Given records –
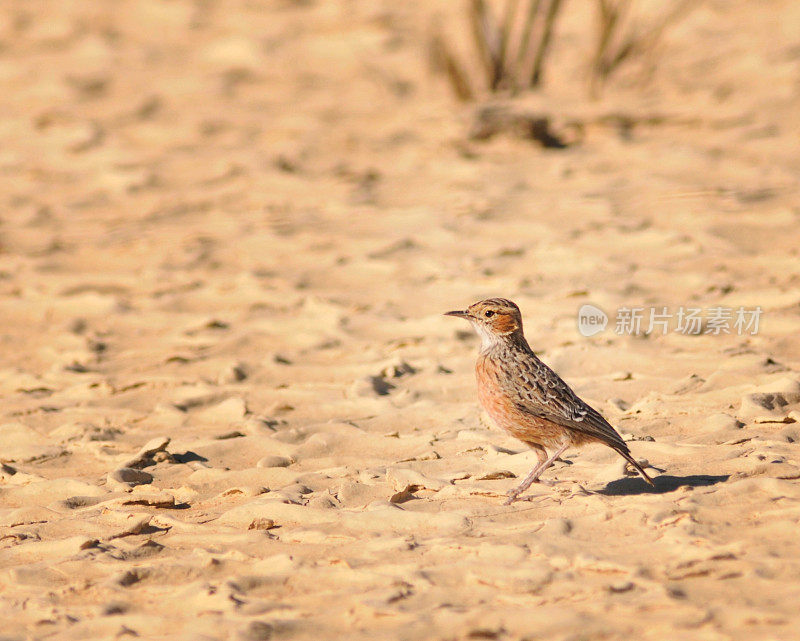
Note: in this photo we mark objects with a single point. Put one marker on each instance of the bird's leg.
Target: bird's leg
(535, 472)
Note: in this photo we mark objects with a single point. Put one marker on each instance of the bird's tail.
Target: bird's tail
(627, 456)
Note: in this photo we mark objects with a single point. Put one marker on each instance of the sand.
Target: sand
(231, 406)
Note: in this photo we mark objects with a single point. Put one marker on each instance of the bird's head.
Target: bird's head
(495, 319)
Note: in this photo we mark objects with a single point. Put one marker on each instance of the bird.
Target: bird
(526, 398)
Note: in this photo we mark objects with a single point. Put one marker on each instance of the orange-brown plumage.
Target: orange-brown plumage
(526, 398)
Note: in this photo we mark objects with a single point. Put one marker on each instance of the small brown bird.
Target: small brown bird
(526, 398)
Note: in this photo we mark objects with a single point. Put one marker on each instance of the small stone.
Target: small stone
(145, 455)
(499, 474)
(261, 524)
(161, 499)
(274, 460)
(621, 586)
(129, 477)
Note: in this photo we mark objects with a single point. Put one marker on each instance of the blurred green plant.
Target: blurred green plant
(512, 50)
(616, 43)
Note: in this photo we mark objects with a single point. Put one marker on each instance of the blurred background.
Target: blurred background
(236, 224)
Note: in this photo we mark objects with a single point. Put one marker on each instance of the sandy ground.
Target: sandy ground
(228, 233)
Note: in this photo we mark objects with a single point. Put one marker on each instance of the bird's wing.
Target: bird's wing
(542, 393)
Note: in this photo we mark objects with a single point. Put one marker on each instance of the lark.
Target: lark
(526, 398)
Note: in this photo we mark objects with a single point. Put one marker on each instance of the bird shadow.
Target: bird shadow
(662, 484)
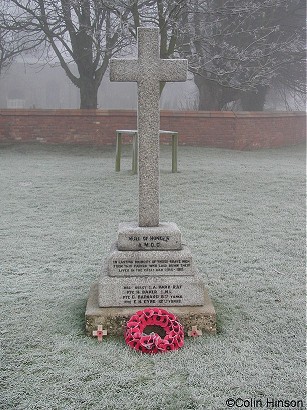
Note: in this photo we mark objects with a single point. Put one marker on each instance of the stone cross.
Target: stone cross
(148, 71)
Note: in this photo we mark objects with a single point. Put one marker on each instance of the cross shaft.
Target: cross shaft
(148, 70)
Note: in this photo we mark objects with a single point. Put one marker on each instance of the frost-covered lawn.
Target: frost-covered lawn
(243, 215)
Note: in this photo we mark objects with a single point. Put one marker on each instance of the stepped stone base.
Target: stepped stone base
(114, 319)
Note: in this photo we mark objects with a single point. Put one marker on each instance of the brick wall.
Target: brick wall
(242, 130)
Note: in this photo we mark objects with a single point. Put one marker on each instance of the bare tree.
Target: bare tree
(83, 32)
(238, 49)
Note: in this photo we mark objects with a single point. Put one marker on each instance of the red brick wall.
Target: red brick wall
(242, 130)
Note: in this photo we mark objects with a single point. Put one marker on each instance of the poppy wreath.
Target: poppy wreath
(153, 343)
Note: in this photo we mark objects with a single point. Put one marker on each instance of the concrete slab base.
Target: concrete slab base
(114, 319)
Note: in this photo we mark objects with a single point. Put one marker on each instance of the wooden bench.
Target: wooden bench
(134, 133)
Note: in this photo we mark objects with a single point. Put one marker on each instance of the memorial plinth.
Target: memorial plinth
(148, 265)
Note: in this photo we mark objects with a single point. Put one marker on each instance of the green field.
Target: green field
(243, 216)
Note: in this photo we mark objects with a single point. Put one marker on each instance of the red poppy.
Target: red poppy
(153, 343)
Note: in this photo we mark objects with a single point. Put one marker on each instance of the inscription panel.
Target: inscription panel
(166, 236)
(145, 267)
(150, 291)
(136, 295)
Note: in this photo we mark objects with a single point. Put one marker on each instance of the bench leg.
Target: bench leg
(174, 152)
(118, 151)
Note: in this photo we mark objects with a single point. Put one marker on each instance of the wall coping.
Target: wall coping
(106, 113)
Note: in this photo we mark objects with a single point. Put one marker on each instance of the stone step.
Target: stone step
(166, 236)
(150, 263)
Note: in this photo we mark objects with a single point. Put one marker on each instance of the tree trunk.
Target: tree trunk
(212, 96)
(88, 93)
(254, 101)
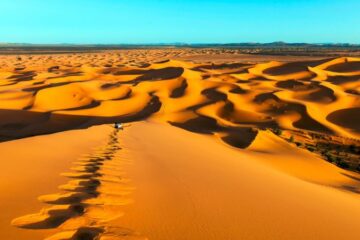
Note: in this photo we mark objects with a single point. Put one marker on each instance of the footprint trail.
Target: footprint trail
(89, 202)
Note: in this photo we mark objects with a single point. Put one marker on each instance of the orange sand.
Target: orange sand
(234, 180)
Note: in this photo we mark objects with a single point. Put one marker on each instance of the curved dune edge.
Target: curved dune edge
(297, 95)
(236, 104)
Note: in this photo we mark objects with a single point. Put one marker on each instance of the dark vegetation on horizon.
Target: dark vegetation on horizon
(274, 48)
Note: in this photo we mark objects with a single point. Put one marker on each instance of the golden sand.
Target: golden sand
(226, 177)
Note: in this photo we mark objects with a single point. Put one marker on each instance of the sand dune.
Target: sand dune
(239, 106)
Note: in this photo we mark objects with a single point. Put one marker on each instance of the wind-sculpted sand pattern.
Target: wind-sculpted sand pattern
(42, 94)
(89, 202)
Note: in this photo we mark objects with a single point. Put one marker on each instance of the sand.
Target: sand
(198, 158)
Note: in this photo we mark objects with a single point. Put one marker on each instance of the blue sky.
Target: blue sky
(168, 21)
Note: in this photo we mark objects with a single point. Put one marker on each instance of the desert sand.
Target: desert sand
(214, 146)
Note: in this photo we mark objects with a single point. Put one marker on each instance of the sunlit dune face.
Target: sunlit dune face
(208, 98)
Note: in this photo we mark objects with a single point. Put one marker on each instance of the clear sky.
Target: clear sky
(169, 21)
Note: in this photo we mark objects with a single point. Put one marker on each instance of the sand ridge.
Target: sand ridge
(237, 104)
(61, 92)
(89, 203)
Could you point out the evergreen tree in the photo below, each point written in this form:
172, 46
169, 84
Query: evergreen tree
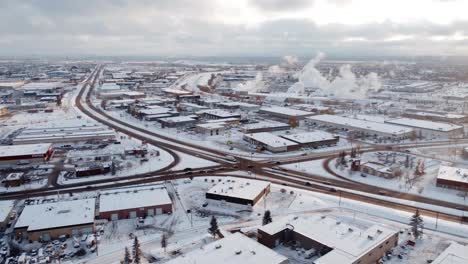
136, 251
164, 241
417, 224
214, 229
127, 258
267, 217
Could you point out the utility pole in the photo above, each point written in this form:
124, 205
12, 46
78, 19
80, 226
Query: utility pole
339, 201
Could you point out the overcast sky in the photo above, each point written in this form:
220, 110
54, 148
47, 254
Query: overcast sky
234, 27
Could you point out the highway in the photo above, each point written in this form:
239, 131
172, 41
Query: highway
262, 168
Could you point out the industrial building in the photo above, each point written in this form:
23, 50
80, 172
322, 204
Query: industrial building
134, 201
14, 179
452, 178
211, 129
6, 208
265, 126
218, 114
284, 112
3, 110
64, 134
436, 116
232, 249
427, 128
49, 221
178, 121
239, 191
25, 154
333, 241
313, 139
378, 169
367, 128
271, 142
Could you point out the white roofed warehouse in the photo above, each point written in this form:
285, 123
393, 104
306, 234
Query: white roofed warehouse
428, 128
368, 128
452, 178
333, 241
284, 112
271, 142
313, 139
28, 153
134, 201
48, 221
233, 249
239, 191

Your objective –
Strip out the pictures and quote the remaining data word for word.

Final result –
Note: in this photo we mark objects with a single point. Put one marker on each instance of the bird's leg.
Target: bird's leg
(535, 472)
Note: in this photo we mark objects with a single point. Put one marker on each instance of the bird's tail.
Target: bird's tail
(627, 456)
Note: in this photo we mark objects with a single point. Put one marker on each instance of the sand.
Target: sand
(231, 406)
Note: in this photo we mark objects with a single point. Put one marker on each instance of the bird's head.
Target: bird's head
(495, 319)
Note: in this photo we mark objects with a single point. Put one marker on each instance of the bird.
Target: bird
(526, 398)
Note: in this photo we mark objects with a single point. Put one marker on each instance of the orange-brown plumage.
Target: orange-brown plumage
(526, 398)
Note: in this photo we mark objects with a single point. Put one marker on each instance of the small brown bird.
Target: small brown bird
(526, 398)
Note: in this photo we mark objects with a single point. Put one marker on each instance of the small stone.
Target: small stone
(145, 455)
(499, 474)
(261, 524)
(161, 499)
(274, 460)
(621, 586)
(129, 477)
Note: in this photo we mark objects with a single point. Put one marker on each instance of the blurred green plant.
Target: blurred green plant
(512, 50)
(616, 43)
Note: in this photo we mark objects with a single point. Put one marker on each instance of the blurred background.
Target: blurred background
(236, 224)
Note: in this photo we mark objects with a single point. Put one marker on each instance of the sandy ground.
Target: sandy ground
(228, 233)
Note: in this photo we mark objects with a single point. Put one marker on each instance of the bird's wing.
Target: bird's wing
(542, 393)
Note: in this photo we mark objects with a single point. Put one marker on each instance of the lark.
Target: lark
(526, 398)
Note: in this photo we mark objects with a single point. Put one marker on each instance of the bird shadow.
Target: bird shadow
(662, 484)
Note: in this photo we mark objects with a single point. Put one marker on each instance of the stone cross.
Target: stone cross
(148, 71)
Note: in this photo we mark objects with a single point. Put one marker on each instance of the cross shaft.
Target: cross shaft
(148, 70)
Note: in this photo we mark objects with a single point. Put one marker on each instance of the frost-covered lawn.
Target: frost-covered lawn
(243, 215)
Note: in this photo we mark objects with a single point. Put one marker on each instance of the stepped stone base.
Target: stepped stone base
(114, 319)
Note: in this photo we mark objects with a single point. Put one marker on each instance of the brick wall.
Target: brick wall
(242, 130)
Note: in this photo we mark objects with a single point. Put one marker on each instance of the bare tree.
Target: bare tree
(83, 32)
(238, 49)
Note: in this photo we mark objects with a single point. Put one marker on each instance of the red brick wall.
Target: red brick wall
(242, 130)
Note: in this photo we mark objects with a single point. Put one marker on each instance of the poppy wreath.
Target: poppy wreath
(153, 343)
Note: in this photo we mark objects with a single point. Put one marker on each instance of the concrete slab base.
Target: concrete slab base
(114, 319)
Note: in this photo we mark objects with a single point. Put one marker on each instance of the wooden bench.
Target: wooden bench
(134, 133)
Note: in this photo we mark objects with a single point. Put one marker on each instance of the memorial plinth.
Target: memorial plinth
(148, 265)
Note: in this photo we mark objects with a single point. Put one marker on each instance of the green field.
Target: green field
(243, 216)
Note: in this photo we mark objects with a single point. Put one marker on each instance of the red poppy.
Target: red poppy
(153, 343)
Note: in this photo we mark objects with a single point. Put one marker on each instance of the inscription panel.
Target: inscription panel
(166, 236)
(145, 267)
(150, 291)
(136, 295)
Note: in this photo we mark objects with a single point. Put one marker on each instance of the bench leg.
Target: bench leg
(174, 152)
(118, 151)
Note: in this photo we mark objects with a single point. Put one marker on each instance of the wall coping.
Target: wall coping
(106, 113)
Note: in this photo we mark objects with a single point. Put one marker on each instance of the stone step.
Target: stone step
(166, 236)
(150, 263)
Note: in this photo we mark objects with a single point. Put one marker on each instance of the tree trunk.
Target: tree trunk
(212, 96)
(88, 93)
(254, 101)
Note: in this photo we mark objects with a single point. Put one marker on each instance of the footprint trail.
Target: footprint trail
(89, 202)
Note: in this photo we mark objects with a single point. Put one marker on each instance of the orange sand.
Target: orange sand
(234, 180)
Note: in this photo we mark objects with a single point. Put one marker on each instance of the curved dune edge.
Target: curved dune edge
(297, 95)
(236, 104)
Note: in this photo we mark objects with a single point. Put one marker on each instance of the dark vegetation on horizon.
Target: dark vegetation on horizon
(274, 48)
Note: in this photo we mark objects with a single point. Put one marker on each instance of the golden sand.
Target: golden sand
(226, 177)
Note: in this photo we mark objects with a single point. Put one marker on each instance of the sand dune.
Target: sand dune
(239, 106)
Note: in this photo we mark objects with a single point. Put one marker on each instance of the wind-sculpted sand pattern.
Target: wind-sculpted sand pattern
(42, 94)
(89, 202)
Note: in this photo we mark objects with a single point. Put one marker on each instance of the sand.
Target: sand
(198, 158)
Note: in this photo we mark objects with a single point. Put one marker on each instance of the blue sky.
Target: blue sky
(168, 21)
Note: in this photo we mark objects with a single point. Put one marker on each instance of the desert sand.
Target: desert sand
(214, 146)
Note: in this photo we mark objects with a single point. Put one marker on each instance of the sunlit dune face.
Target: sunlit dune face
(208, 98)
Note: in this photo we mark objects with a single point. Put one marker on each instance of the clear sky.
Target: clear sky
(169, 21)
Note: in this photo we mark objects with a single point. Put one marker on each instance of the sand ridge.
Target: sand ridge
(237, 104)
(61, 92)
(89, 203)
Could you point out the evergreen tree in the photo below, each point written in this form:
172, 46
169, 84
Query: evergreen tree
136, 251
164, 241
417, 224
214, 229
127, 258
267, 217
Could you point out the utility pole in the photo above, each point written in this form:
124, 205
12, 46
78, 19
80, 226
Query: utility pole
339, 201
Could you point out the overcast sky in the photo above, each point written in this form:
220, 110
54, 148
47, 254
Query: overcast sky
234, 27
Could you point out the highway in the photo above, each point written in this form:
239, 131
172, 41
Query: highway
262, 168
Could you point out the industrial building in the photo above, each point written in this form:
23, 50
80, 172
322, 204
Query: industrial building
134, 201
14, 179
452, 178
211, 129
6, 208
265, 126
218, 114
284, 112
3, 110
64, 134
436, 116
232, 249
427, 128
49, 221
178, 121
239, 191
25, 154
333, 241
313, 139
378, 169
367, 128
271, 142
Could you point out the white roofed warehouse in the photo above, each point written in this form:
285, 123
393, 104
306, 234
Query: white roofed warehouse
428, 128
368, 128
452, 178
333, 241
284, 112
271, 142
313, 139
28, 153
134, 201
48, 221
233, 249
239, 191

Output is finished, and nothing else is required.